▶ **EXERCISE TASKS**
1. For the article below on the enamel-regenerating gel, state whether each statement agrees with it: (a) the gel contains fluoride; (b) the findings appeared in Nature Communications; (c) the gel takes up calcium and phosphate ions from saliva. Answer yes or no for each and quote the deciding words.
2. Summarize the article below on the enamel-regenerating gel in two sentences.
3. Carry on the article below about the enamel-regenerating gel, beginning after its final sentence.

▶ **READING TEXT**
※ ※ ※
Researchers at the University of Nottingham have developed a fluoride-free gel that regenerates tooth enamel by mimicking natural proteins, offering a breakthrough in preventive dental treatment and potentially transforming care for millions
A team at the University of Nottingham has unveiled a cutting-edge protein-based gel that can rapidly repair and regenerate damaged tooth enamel, potentially revolutionising how dental decay and erosion are treated. This bio-inspired material acts like a scaffold, guiding mineral growth from saliva to rebuild enamel in a way that mimics the tooth’s original structure, offering new hope for long-lasting dental health solutions.
The findings have been published in Nature Communications.
Revolutionary gel regenerates teeth
Application of the fluoride-free gel is straightforward, mirroring the process of standard fluoride treatments. However, this new protein-based gel, unlike its fluoride counterparts, is designed to mimic the natural proteins that guide the growth of dental enamel in infancy.
The fluoride-free gel forms a thin but strong layer that penetrates the teeth, filling in holes and cracks. It acts as a scaffold, absorbing calcium and phosphate ions from saliva while facilitating the controlled development of new minerals, a process known as epitaxial mineralisation. This process allows the newly formed minerals to be structured and integrated into the underlying natural tissue, helping to restore both the structure and properties of healthy natural enamel.
※ ※ ※
▶ **DATA SECTION**
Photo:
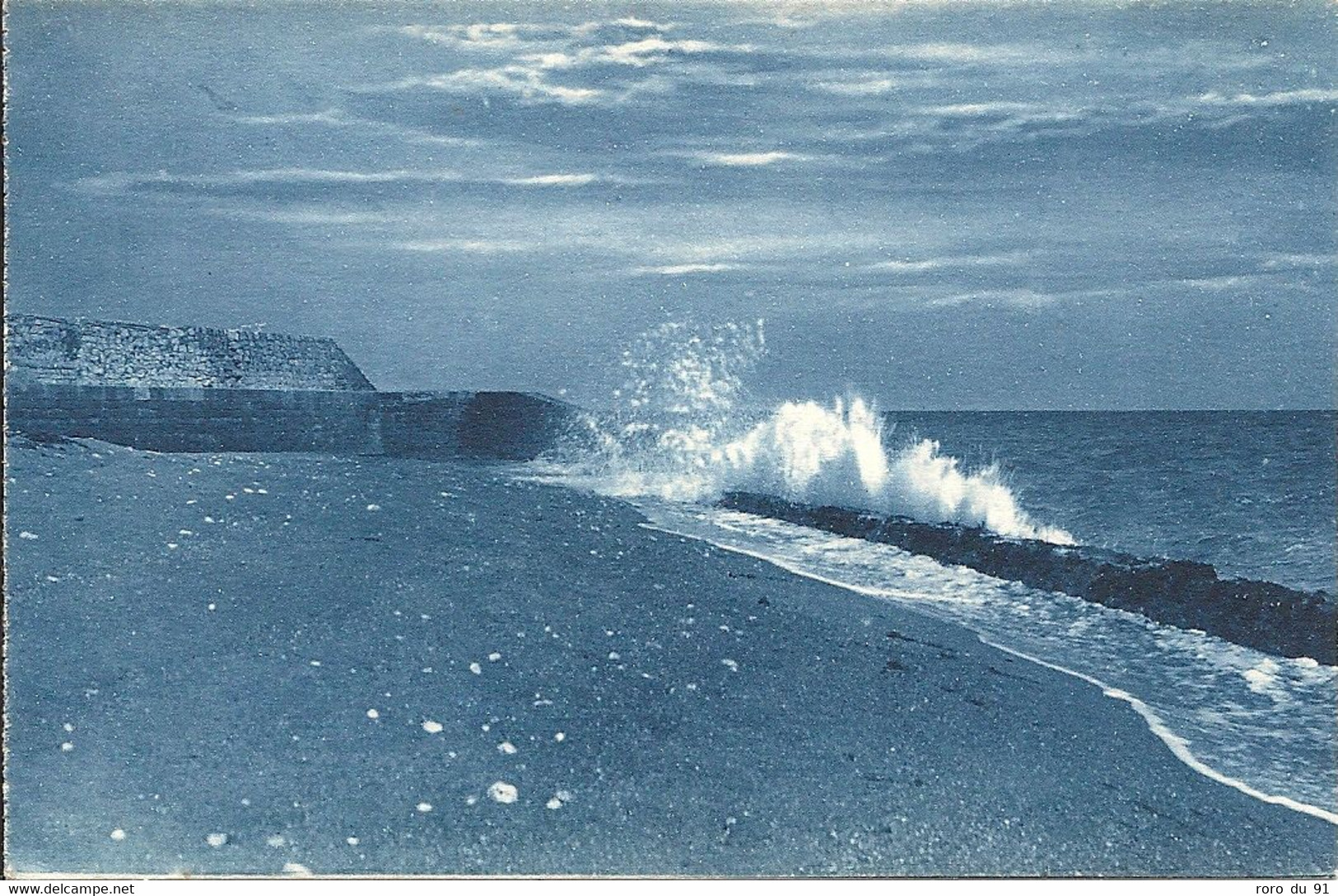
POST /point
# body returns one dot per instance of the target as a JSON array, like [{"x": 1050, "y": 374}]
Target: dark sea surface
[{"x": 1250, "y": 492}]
※ ※ ※
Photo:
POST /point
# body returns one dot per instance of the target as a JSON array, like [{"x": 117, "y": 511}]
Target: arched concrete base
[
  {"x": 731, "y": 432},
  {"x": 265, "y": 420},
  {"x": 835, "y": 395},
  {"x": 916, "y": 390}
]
※ ※ ※
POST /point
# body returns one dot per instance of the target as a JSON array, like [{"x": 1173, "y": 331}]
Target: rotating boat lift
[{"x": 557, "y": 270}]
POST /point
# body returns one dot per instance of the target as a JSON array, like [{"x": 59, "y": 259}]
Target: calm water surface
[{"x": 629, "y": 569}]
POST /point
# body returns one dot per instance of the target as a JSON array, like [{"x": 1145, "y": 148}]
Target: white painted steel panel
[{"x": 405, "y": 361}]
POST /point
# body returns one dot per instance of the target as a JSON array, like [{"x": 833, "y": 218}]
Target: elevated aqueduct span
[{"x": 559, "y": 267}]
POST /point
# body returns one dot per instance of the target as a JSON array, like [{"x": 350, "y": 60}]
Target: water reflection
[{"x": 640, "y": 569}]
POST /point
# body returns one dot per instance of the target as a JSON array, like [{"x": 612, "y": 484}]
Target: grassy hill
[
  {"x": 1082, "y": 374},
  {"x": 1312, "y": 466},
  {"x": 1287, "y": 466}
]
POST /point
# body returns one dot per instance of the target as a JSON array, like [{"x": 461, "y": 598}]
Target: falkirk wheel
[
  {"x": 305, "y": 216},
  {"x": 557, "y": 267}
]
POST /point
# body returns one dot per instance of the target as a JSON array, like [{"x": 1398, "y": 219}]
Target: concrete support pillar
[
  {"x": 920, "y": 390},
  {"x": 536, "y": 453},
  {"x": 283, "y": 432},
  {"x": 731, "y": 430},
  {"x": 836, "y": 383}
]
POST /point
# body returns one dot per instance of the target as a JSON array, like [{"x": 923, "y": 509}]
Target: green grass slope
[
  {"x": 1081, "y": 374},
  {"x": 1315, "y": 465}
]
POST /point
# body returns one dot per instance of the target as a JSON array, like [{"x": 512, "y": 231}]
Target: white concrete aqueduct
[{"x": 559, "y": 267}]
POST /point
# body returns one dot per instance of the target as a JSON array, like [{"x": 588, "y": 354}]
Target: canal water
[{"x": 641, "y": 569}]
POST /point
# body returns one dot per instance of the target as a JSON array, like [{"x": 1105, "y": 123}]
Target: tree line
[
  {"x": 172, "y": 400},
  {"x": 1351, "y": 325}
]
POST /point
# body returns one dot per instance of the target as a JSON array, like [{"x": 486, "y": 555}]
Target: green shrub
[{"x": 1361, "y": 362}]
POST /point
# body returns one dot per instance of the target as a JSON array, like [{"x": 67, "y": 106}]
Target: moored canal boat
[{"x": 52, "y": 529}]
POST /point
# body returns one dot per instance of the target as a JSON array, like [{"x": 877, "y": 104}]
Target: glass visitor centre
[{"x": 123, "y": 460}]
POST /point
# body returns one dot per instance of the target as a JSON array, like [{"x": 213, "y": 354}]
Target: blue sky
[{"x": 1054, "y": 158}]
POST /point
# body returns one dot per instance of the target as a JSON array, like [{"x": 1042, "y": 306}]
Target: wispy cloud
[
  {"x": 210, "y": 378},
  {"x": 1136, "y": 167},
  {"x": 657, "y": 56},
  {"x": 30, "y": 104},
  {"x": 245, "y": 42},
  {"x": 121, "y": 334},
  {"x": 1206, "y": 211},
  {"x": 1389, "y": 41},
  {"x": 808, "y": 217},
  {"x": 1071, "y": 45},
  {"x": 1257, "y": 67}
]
※ ※ ※
▶ **OUTPUTS BY TASK**
1.
(a) No: "a fluoride-free gel that regenerates tooth enamel"
(b) Yes: "The findings have been published in Nature Communications."
(c) Yes: "absorbing calcium and phosphate ions from saliva"

2. Researchers at the University of Nottingham have developed a fluoride-free, protein-based gel that can repair and regenerate damaged tooth enamel by mimicking the natural proteins that guide enamel growth in infancy. Applied much like standard fluoride treatments, the gel forms a thin but strong layer that fills holes and cracks and acts as a scaffold, absorbing calcium and phosphate ions from saliva so that new minerals grow and integrate with the underlying natural tissue.

3.
The fluoride-free gel’s versatility extends to treating exposed dentine. It forms an enamel-like layer on top of the dentine, effectively addressing hypersensitivity and improving the bonding of dental restorations.
Enamel loss affects millions of people worldwide
Enamel degradation contributes to tooth decay, affecting nearly 50% of the world’s population. These problems develop into infections and tooth loss, and eventually lead to conditions such as diabetes and cardiovascular disease. Enamel does not naturally regenerate, and currently, there is no practical solution that regrows enamel.
Dr Abshar Hasan, a Postdoctoral Fellow and leading author of the study, said: “Dental enamel has a unique structure, which gives enamel its remarkable properties that protect our teeth throughout life against physical, chemical, and thermal insults. When our material is applied to demineralised or eroded enamel, or exposed dentine, the material promotes the growth of crystals in an integrated and organised manner, recovering the architecture of our natural, healthy enamel.”
“We have tested the mechanical properties of these regenerated tissues under conditions simulating ‘real-life situations’ such as tooth brushing, chewing, and exposure to acidic foods, and found that the regenerated enamel behaves just like healthy enamel,“ added Dr Abshar Hasan.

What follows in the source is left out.